■ LIST OF TASKS ■
a: In the text about repairing the monitor's power board, what voltage did the 5V rail show on the writer's monitor?
b: Write the next part of the text about replacing capacitors on the monitor's power board, starting after its final sentence.

■ EXTRACTED TEXT ■

※ ※ ※

First, inspect all the electrolytic (“tin-can”) capacitors for visible problems. Their tops normally have a score pattern on them, but should otherwise be flat. They should not bulge upward, even a little. Visible bulging, ruptured tops or signs of leakage (e.g. brown goo around the top or seams) are sure signs they need replacing. Note that failed or failing caps will not always show visible signs.
On the Delta DAC-19M010 board, things are divided up into 3 logical sections: the bottom half is a switching power supply that steps your 120/240V wall power down to a 13.8V and 5V rail. Roughly speaking, everything to the left of the large center transformer is its primary (high-voltage) side, and everything to the right is the low-voltage secondary side (the high side may also be marked off by cutouts and/or a line on the underside of the board). The upper half of the board (more or less) is the backlight inverter, with another large transformer to step this low voltage up to the 1kV or so needed to feed the CCFL backlights.
I’m sure you noticed the large, high voltage cap on the high side, right near where the power cord plugs in. You did short it, right? This is the one that can make your skeleton glow even if the monitor is unplugged. Luckily, consensus from the internet is that this filter cap on the primary side rarely fails, so unless it is showing visible signs you can probably leave it alone.
There are seven electrolytic caps on the low-voltage side, all of which should be replaced if you even slightly suspect a capacitor problem. (Technically, the topmost one connects to the backlight inverter, but you should change it anyway.) On my monitor, the 13.8V rail read a tad high (14.x) and the 5V rail showed only 4.1V. There is likely an undervoltage lockout circuit on the controller that prevents operation at this voltage, although there may have been significant voltage ripple due to the bad caps that was resetting or otherwise fouling up the logic directly.

※ ※ ※

■ DATA PROVIDED ■
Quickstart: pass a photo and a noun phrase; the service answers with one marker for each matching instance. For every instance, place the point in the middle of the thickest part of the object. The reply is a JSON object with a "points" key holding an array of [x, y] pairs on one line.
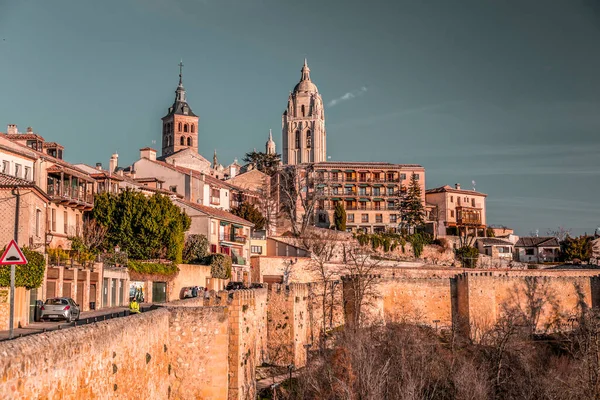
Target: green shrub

※ ※ ※

■ SOLVED TASKS ■
a: 4.1V

b:
With the caps replaced, it’s a good idea to check for any obvious collateral damage. There are several surface-mount fuses (denoted Fxxx) on the bottom of the board which might have been affected (zero-ohm resistors may have been stuffed in place of some fuses; check these too). After you triple-check that the mains filter cap is discharged, also check the through-hole fusible resistor to the immediate left (high voltage side) of the switching transformer. There is also a surface-mount fuse on the controller board near the power entry connector.
Here are suitable replacement parts currently available on Digikey. Be careful when removing the old ones, as some of them are near very brittle powdered-core inductors and tacked down with some kind of glue. Note, one of the parts below has a higher voltage rating than the original (this is OK).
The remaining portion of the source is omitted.